▶ _EXERCISE BRIEF_:
Copy each record exactly as it reads, leaving out any pictures it holds.

※ ※ ※

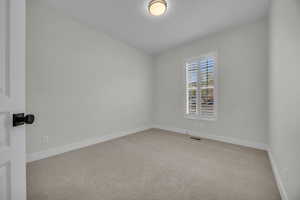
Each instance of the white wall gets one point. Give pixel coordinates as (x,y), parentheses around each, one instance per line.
(81,83)
(285,93)
(242,84)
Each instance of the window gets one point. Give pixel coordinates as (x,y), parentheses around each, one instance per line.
(201,88)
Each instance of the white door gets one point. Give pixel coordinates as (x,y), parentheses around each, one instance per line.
(12,99)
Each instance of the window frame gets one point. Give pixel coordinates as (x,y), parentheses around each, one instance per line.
(198,116)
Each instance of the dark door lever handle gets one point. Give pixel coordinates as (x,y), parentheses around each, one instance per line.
(20,119)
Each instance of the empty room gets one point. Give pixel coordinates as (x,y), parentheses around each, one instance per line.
(149,99)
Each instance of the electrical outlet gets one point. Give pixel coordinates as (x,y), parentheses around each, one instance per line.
(45,139)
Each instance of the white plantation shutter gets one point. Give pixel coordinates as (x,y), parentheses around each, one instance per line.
(201,88)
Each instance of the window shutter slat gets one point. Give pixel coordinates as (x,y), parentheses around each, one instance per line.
(201,90)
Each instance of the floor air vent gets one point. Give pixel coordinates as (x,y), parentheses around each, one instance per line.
(195,138)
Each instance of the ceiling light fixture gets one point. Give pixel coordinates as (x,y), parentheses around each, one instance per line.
(157,7)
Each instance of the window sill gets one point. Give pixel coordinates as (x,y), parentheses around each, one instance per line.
(193,117)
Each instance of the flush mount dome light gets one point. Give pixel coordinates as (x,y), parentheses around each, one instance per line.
(157,7)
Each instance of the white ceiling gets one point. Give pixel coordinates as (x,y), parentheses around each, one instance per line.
(185,20)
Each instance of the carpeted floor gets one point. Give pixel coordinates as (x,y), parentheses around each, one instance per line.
(154,165)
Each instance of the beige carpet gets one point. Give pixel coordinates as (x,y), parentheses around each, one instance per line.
(154,165)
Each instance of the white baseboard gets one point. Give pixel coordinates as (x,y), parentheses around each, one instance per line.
(278,178)
(70,147)
(255,145)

※ ※ ※

▶ _ANSWER_:
Each instance of the white wall gets one point. Give pixel coordinates as (x,y), parentheses around each, one instance per line.
(81,83)
(285,93)
(242,84)
Each instance of the window gets one point. Give pixel coordinates as (x,y), parentheses around each, one instance per line.
(201,88)
Each instance of the white door gets one point. Give pixel coordinates as (x,y), parentheses around each, one instance per line.
(12,99)
Each instance of the window frame gets one point. Give pixel coordinates as (x,y), parentheses around each, one instance per line.
(198,116)
Each instance of the dark door lever handle gets one point. Give pixel coordinates as (x,y), parentheses around each, one instance per line.
(20,119)
Each instance of the empty room gets one point. Give pixel coordinates as (x,y), parentheses around each, one instance per line.
(149,99)
Each instance of the electrical outlet gets one point. Give pixel coordinates as (x,y), parentheses around each, one instance per line.
(45,139)
Each instance of the white plantation shutter gets one point. Give pixel coordinates as (x,y), parentheses around each, one instance per line.
(201,88)
Each instance of the window shutter slat gets one point. Give pixel coordinates as (x,y), parentheses around each, one instance per line.
(201,90)
Each instance of the floor air vent gets one point. Give pixel coordinates as (x,y), parentheses around each, one instance per line.
(195,138)
Each instance of the ceiling light fixture gets one point. Give pixel coordinates as (x,y), parentheses around each, one instance per line.
(157,7)
Each instance of the window sill gets one point. Give pixel coordinates as (x,y), parentheses around each, one instance per line.
(193,117)
Each instance of the flush mount dome light gets one point. Give pixel coordinates as (x,y), parentheses around each, one instance per line.
(157,7)
Each instance of the white ceiling gets one point. Give pixel coordinates as (x,y), parentheses around each, one instance per line.
(185,20)
Each instance of the carpeted floor gets one point. Give pixel coordinates as (x,y), parentheses around each, one instance per line.
(154,165)
Each instance of the beige carpet gets one point. Give pixel coordinates as (x,y), parentheses around each, one instance per line.
(154,165)
Each instance of the white baseboard gets one point. Give pixel coordinates as (x,y), parentheses around each, one instance per line.
(278,178)
(70,147)
(255,145)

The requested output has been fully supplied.